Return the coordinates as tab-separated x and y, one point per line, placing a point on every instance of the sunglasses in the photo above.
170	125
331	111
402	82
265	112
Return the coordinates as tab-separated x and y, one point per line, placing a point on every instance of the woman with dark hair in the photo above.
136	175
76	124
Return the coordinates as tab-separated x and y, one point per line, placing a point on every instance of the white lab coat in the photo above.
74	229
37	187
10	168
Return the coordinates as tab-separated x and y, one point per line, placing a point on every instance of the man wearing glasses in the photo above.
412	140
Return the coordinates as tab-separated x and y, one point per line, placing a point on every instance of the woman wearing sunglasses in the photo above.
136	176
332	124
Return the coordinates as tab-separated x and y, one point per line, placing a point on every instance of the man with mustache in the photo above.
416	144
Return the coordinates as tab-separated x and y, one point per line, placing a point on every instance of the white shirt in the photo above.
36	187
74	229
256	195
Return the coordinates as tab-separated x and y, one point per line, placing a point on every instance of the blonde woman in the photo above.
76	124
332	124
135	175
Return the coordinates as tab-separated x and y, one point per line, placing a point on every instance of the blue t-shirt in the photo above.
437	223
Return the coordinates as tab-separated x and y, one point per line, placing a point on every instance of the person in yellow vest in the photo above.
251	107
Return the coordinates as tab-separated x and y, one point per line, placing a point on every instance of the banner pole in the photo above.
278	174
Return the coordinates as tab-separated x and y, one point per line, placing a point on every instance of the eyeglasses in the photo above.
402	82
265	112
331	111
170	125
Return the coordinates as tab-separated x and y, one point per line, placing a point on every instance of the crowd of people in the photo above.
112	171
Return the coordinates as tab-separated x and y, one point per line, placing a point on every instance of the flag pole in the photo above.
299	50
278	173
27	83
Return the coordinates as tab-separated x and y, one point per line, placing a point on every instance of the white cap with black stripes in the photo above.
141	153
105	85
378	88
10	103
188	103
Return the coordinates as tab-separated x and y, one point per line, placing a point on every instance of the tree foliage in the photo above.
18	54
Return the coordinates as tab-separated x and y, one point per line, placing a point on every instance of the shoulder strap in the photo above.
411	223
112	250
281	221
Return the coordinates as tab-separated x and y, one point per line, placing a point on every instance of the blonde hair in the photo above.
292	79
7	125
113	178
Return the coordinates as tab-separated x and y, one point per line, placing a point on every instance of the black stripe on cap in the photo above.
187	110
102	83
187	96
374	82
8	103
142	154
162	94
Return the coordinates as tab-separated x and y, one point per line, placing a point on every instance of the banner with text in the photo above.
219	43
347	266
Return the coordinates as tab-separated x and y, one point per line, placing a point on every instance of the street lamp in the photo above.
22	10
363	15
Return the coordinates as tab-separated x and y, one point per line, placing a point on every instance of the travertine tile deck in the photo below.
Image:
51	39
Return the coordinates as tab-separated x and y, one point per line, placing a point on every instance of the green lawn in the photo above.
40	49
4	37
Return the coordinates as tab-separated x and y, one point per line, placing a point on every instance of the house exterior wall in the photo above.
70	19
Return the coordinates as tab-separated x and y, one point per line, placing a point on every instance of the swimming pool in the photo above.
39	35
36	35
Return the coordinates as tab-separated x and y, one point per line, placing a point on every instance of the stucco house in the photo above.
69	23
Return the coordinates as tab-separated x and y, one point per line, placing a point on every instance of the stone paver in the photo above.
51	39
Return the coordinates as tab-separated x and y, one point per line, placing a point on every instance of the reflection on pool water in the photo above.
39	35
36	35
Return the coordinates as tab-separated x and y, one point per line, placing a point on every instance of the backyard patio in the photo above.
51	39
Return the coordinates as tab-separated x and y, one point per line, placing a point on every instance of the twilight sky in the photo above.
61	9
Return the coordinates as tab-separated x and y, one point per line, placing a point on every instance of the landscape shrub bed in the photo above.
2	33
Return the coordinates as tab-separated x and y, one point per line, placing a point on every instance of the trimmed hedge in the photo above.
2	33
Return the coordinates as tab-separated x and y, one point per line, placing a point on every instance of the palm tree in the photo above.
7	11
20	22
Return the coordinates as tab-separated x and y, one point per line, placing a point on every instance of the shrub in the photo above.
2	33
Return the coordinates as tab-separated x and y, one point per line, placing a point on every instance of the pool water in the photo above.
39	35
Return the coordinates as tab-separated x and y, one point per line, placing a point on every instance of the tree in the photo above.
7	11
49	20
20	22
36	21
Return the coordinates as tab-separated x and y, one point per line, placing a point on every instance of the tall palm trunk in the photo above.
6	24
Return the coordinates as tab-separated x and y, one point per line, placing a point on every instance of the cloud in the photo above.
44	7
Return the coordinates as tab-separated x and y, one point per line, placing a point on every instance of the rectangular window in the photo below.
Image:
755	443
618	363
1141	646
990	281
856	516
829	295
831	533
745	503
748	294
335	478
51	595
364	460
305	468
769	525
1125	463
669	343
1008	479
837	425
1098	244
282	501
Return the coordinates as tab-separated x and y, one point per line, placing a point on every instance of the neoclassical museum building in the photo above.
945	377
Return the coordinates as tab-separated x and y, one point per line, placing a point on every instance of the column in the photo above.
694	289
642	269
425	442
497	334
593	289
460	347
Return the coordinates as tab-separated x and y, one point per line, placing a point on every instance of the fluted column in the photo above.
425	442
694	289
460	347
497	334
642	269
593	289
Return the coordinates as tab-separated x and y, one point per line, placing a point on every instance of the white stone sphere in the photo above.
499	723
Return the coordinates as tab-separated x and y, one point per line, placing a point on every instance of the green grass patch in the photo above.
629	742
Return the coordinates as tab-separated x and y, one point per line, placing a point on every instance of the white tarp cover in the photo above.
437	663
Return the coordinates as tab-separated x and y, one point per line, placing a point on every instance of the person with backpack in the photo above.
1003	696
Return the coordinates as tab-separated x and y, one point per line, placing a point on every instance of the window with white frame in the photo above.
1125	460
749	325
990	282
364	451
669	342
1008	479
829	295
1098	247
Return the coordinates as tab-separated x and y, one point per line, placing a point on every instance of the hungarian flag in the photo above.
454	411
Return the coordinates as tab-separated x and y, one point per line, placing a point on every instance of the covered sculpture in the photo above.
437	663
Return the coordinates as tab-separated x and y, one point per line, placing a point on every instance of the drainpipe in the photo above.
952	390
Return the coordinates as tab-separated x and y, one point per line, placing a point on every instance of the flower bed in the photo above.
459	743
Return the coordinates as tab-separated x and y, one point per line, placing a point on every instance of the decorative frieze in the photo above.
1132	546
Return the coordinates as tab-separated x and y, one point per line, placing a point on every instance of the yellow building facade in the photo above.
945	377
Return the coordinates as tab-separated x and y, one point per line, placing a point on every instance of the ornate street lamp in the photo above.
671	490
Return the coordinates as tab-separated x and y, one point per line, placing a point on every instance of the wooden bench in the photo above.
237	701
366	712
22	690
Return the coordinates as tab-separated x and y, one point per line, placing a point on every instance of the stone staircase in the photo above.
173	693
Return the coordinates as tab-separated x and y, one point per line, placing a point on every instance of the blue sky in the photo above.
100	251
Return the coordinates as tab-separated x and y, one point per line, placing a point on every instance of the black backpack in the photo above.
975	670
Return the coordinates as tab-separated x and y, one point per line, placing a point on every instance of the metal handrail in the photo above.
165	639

****************

- WRITTEN INSTRUCTION:
Please repeat the listing exactly, with nothing left out.

- RESPONSE FOR THIS EXERCISE:
Return the coordinates as tab-separated x and y, one point per line, placing a point on every instance of the sunglasses in the photo above.
170	125
331	111
402	82
265	112
Return the coordinates as tab-separated x and y, one point per line, placing a point on every instance of the woman with dark hair in the photo above.
136	175
76	124
Return the coordinates as tab-separated x and y, one point per line, placing a point on every instance of the white lab coat in the photo above.
74	229
37	187
10	168
Return the coordinates as tab-separated x and y, one point per line, placing a point on every instance of the man wearing glasses in the photo above.
412	140
Return the coordinates as tab-separated x and y, one point per line, placing a point on every instance of the woman wearing sunglasses in the photo above.
136	176
332	124
Return the coordinates as tab-separated x and y, one point per line, placing a point on every instance of the man with mustache in the photo above.
416	144
Return the coordinates as tab-separated x and y, one point per line, placing a point on every instance of the white shirt in the photo above.
36	187
74	229
256	195
Return the coordinates as tab-separated x and y, one point per line, placing a point on every instance of the blonde woman in the photo above.
76	124
332	124
135	175
Return the coordinates as tab-separated x and y, one point per line, placing a point on every instance of the blue t-shirt in the photo above.
437	223
Return the coordinates as tab-separated x and y, one point per line, placing a point on every instance of the person in yellow vest in the photo above.
251	107
Return the coordinates as tab-separated x and y, one point per line, placing a point on every instance of the banner pole in the photo above.
278	174
Return the coordinates as tab-separated x and y, one point per line, placing a point on every instance of the eyeglasses in the photo above.
402	82
265	112
331	111
170	125
Return the coordinates as tab-separated x and y, one point per line, placing a point on every instance of the crowd of people in the photo above.
112	171
Return the coordinates as tab-separated x and y, one point per line, placing a point on every instance of the flag pole in the photo above.
299	50
278	173
27	83
Return the coordinates as tab-separated x and y, one point per line, placing a point on every instance of the white cap with black stripes in the photo above.
141	153
105	85
378	88
10	103
188	103
Return the coordinates as tab-separated x and y, one point per line, placing a point on every instance of the tree foliage in the photo above.
18	54
Return the coordinates as tab-separated x and y, one point per line, placing a point on every instance of the shoulder strap in the photo above.
411	223
112	250
281	221
Return the coordinates as tab-separated x and y, one point per line, placing a point on every instance of the blonde hair in the photo above.
292	79
7	125
113	178
Return the coordinates as tab-separated x and y, one point per line, placing a point on every instance of the black stripe on cap in the photo above.
187	110
102	83
187	96
374	82
8	103
142	154
162	94
Return the coordinates as tab-separated x and y, one point per line, placing a point on every instance of the banner with text in the photo above.
219	43
347	266
Return the coordinates as tab-separated x and y, one point per line, placing a point on every instance of the street lamp in the photo above.
22	10
363	15
Return the coordinates as tab-separated x and y, one point per line, placing a point on every instance of the travertine tile deck in the photo below.
Image:
51	39
Return the coordinates as tab-separated x and y, one point per line, placing a point on every instance of the green lawn in the photo above.
40	49
4	37
Return the coordinates as tab-separated x and y, one point per line, placing a point on every instance of the house exterior wall in the photo above.
70	19
Return the coordinates as tab-separated x and y, one point per line, placing a point on every instance of the swimming pool in the photo above.
39	35
36	35
Return the coordinates as tab-separated x and y, one point per line, placing a point on every instance of the stucco house in the photo above.
69	23
Return the coordinates as tab-separated x and y, one point per line, placing a point on every instance of the stone paver in the photo above.
51	39
Return the coordinates as tab-separated x and y, one point per line, placing a point on every instance of the reflection on pool water in the photo above.
39	35
36	35
Return the coordinates as tab-separated x and y, one point per line, placing a point on every instance of the backyard patio in the photo above.
51	39
Return the coordinates as tab-separated x and y, one point per line, placing a point on every instance of the twilight sky in the photo above.
61	9
Return the coordinates as tab-separated x and y, one point per line, placing a point on every instance of the landscape shrub bed in the photo above.
2	33
Return the coordinates as tab-separated x and y, one point per line, placing a point on every instance of the trimmed hedge in the photo above.
2	33
Return the coordinates as tab-separated x and y, one point per line, placing a point on every instance of the palm tree in the photo above.
7	11
20	22
Return the coordinates as tab-separated x and y, one point per line, placing a point on every instance of the shrub in the photo above.
2	33
Return the coordinates as tab-separated x and y, one point per line, placing a point on every instance of the pool water in the photo above.
39	35
Return the coordinates as tab-separated x and y, one point per line, placing a point on every instance of the tree in the photo above.
7	11
49	20
20	22
36	21
Return the coordinates as tab-separated x and y, one point per line, placing a point on every instance of the tall palm trunk in the photo above.
6	24
Return the coordinates as tab-separated x and y, one point per line, placing a point on every instance of the cloud in the photo above.
44	7
Return the coordinates as tab-separated x and y, one point per line, placing a point on every instance of the rectangular window in the photo below.
Image:
755	443
618	363
1141	646
990	281
856	516
829	295
831	533
745	503
748	294
335	478
51	595
364	460
305	468
769	525
1125	463
669	343
1008	479
837	425
1098	244
282	501
Return the coordinates as tab-separated x and y, one point per line, placing a point on every instance of the neoclassical museum building in the photo above.
945	377
Return the coordinates as tab-separated x and y, one point per line, placing a point on every instance of the column in the photo above.
694	289
642	269
425	442
497	334
593	289
460	347
Return the coordinates as tab-separated x and y, one point per line, placing a point on every instance of the fluted column in the photo above.
425	442
694	289
460	347
497	334
642	269
593	289
Return the coordinates as tab-separated x and y, one point per line, placing a point on every instance of the white stone sphere in the photo above.
499	723
Return the coordinates as tab-separated x and y, one point per line, placing a point on every instance of the green grass patch in the photo above.
629	742
Return the coordinates as tab-separated x and y, one point per line, placing a point on every instance of the white tarp cover in the photo above.
437	663
Return the coordinates as tab-separated x and y, one point per line, placing a point on every instance of the person with backpack in the photo above.
1003	696
Return the coordinates as tab-separated x and y, one point per line, placing a point on every instance of the window with white frame in the photo above.
1125	460
749	325
990	282
364	451
669	342
1008	479
829	295
1098	247
Return the coordinates as tab-separated x and y, one point per line, placing a point on every instance of the hungarian flag in the photo above.
454	411
Return the coordinates as tab-separated x and y, one point per line, placing a point on every instance of the covered sculpture in the photo above.
437	663
Return the coordinates as tab-separated x and y, one point per line, placing a point on every instance of the drainpipe in the photo above.
952	390
Return the coordinates as tab-separated x and y, one point per line, placing a point on every instance of the flower bed in the photo above.
459	743
Return the coordinates as tab-separated x and y, one point per line, placing a point on every instance of the decorative frieze in the photo above.
1132	546
Return the coordinates as tab-separated x and y, one point per line, placing a point on every instance of the yellow building facade in the photo above.
945	377
Return the coordinates as tab-separated x and y, one point per line, placing a point on every instance of the ornate street lamp in the photo above.
671	490
Return the coordinates as tab-separated x and y, one point per line, placing a point on every instance of the wooden bench in the photo above.
237	701
366	712
22	690
Return the coordinates as tab-separated x and y, one point per line, placing a point on every instance of the stone staircase in the photo above.
173	693
Return the coordinates as tab-separated x and y, one point per line, placing a point on every instance of the blue sky in the photo above.
100	251
Return the coordinates as tab-separated x and y, one point per line, placing a point on every instance of the black backpack in the photo above.
975	670
Return the coordinates as tab-separated x and y, one point per line, placing a point on every instance of the metal handrail in the photo above.
165	639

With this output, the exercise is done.